Arrange every line of the material below into a Markdown table with two columns, Row and Text, numbering the rows in order and omitting blank lines.

:: RECORDS SHOWN

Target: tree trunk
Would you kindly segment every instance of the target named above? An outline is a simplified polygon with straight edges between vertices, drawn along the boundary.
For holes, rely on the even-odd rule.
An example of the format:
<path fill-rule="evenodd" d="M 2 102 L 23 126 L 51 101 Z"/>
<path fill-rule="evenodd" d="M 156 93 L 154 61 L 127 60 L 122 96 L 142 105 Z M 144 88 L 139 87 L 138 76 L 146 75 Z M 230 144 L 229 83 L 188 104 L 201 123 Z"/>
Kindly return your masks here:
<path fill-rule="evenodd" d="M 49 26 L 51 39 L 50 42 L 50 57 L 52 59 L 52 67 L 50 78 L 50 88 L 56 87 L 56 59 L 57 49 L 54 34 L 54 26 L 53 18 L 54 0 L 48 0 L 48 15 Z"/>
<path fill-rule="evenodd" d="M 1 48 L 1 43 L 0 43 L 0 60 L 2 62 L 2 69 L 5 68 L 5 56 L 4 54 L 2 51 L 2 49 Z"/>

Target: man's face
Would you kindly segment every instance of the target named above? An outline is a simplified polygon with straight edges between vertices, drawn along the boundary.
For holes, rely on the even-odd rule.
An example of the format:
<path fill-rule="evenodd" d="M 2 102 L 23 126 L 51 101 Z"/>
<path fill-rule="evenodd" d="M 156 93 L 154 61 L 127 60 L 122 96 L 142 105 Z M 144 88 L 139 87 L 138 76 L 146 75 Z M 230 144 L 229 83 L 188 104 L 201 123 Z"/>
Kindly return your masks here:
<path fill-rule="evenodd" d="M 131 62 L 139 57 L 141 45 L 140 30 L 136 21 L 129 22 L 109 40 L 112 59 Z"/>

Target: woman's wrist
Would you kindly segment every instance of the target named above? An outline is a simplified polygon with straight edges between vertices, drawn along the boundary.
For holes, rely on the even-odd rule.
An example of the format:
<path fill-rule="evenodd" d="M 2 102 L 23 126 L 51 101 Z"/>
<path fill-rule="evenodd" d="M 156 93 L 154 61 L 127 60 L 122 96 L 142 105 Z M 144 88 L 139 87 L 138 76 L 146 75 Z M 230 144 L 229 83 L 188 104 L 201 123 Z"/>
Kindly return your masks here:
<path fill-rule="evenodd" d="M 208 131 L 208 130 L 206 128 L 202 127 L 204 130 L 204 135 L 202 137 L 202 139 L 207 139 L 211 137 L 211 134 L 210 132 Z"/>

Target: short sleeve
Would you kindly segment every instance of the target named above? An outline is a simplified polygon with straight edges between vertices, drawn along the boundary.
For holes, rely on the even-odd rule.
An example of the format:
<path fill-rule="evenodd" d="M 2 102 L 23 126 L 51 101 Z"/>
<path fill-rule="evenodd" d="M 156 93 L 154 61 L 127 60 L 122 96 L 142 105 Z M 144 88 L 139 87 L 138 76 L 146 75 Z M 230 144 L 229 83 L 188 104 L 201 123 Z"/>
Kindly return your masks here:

::::

RESPONSE TO THE TASK –
| Row | Text |
|---|---|
| 1 | Target: tree trunk |
| 2 | Would you kindly segment every instance of the target named above? An outline is a simplified polygon with straight edges between vertices, drawn along the boundary. |
| 3 | For holes, rely on the even-odd rule. |
| 4 | An example of the format: |
| 5 | <path fill-rule="evenodd" d="M 2 102 L 23 126 L 51 101 Z"/> |
| 6 | <path fill-rule="evenodd" d="M 156 93 L 154 61 L 127 60 L 122 96 L 142 105 Z M 144 88 L 139 87 L 138 76 L 146 75 Z M 230 144 L 229 83 L 188 104 L 201 123 Z"/> |
| 7 | Kindly return your masks here: |
| 8 | <path fill-rule="evenodd" d="M 49 26 L 51 39 L 50 42 L 50 57 L 52 59 L 52 67 L 50 78 L 50 88 L 56 87 L 56 59 L 57 49 L 54 34 L 54 26 L 53 18 L 54 0 L 48 0 L 48 15 Z"/> |
| 9 | <path fill-rule="evenodd" d="M 1 48 L 1 43 L 0 43 L 0 60 L 2 62 L 2 69 L 5 68 L 5 56 L 4 54 L 2 51 L 2 49 Z"/> |
| 10 | Target: man's face |
| 11 | Would you kindly segment every instance of the target named above? An outline is a simplified polygon with straight edges between vertices, drawn along the boundary. |
| 12 | For holes, rely on the even-odd rule. |
| 13 | An example of the format: |
| 14 | <path fill-rule="evenodd" d="M 2 102 L 23 126 L 51 101 Z"/> |
| 15 | <path fill-rule="evenodd" d="M 156 93 L 154 61 L 127 60 L 122 96 L 142 105 Z M 144 88 L 139 87 L 138 76 L 146 75 Z M 230 144 L 229 83 L 188 104 L 201 123 Z"/> |
| 16 | Kindly return your masks here: |
| 17 | <path fill-rule="evenodd" d="M 131 62 L 139 57 L 141 45 L 140 30 L 136 21 L 129 22 L 109 40 L 112 59 Z"/> |
| 18 | Target: woman's wrist |
| 19 | Would you kindly segment every instance of the target named above? An outline is a simplified polygon with straight edges between vertices, drawn along the boundary. |
| 20 | For holes, rely on the even-odd rule. |
| 21 | An example of the format: |
| 22 | <path fill-rule="evenodd" d="M 2 102 L 23 126 L 51 101 Z"/> |
| 23 | <path fill-rule="evenodd" d="M 156 93 L 154 61 L 127 60 L 122 96 L 142 105 Z M 144 88 L 139 87 L 138 76 L 146 75 Z M 230 144 L 229 83 L 188 104 L 201 123 Z"/> |
| 24 | Kindly return your masks here: |
| 25 | <path fill-rule="evenodd" d="M 208 131 L 208 130 L 206 128 L 202 127 L 204 130 L 204 135 L 202 137 L 202 139 L 207 139 L 211 137 L 211 134 L 210 132 Z"/> |
| 26 | Target: short sleeve |
| 27 | Would you kindly segment every instance of the target named above? An outline is a simplified polygon with straight edges between vertices, drawn along the boundary. |
| 28 | For holes, rely on the even-odd rule. |
| 29 | An example of the format: |
| 30 | <path fill-rule="evenodd" d="M 2 102 L 23 126 L 51 101 Z"/> |
| 31 | <path fill-rule="evenodd" d="M 156 93 L 154 61 L 127 60 L 122 96 L 142 105 Z M 144 88 L 139 87 L 138 76 L 146 75 Z M 230 144 L 229 83 L 188 104 L 201 123 Z"/> |
| 32 | Kindly return your masks here: |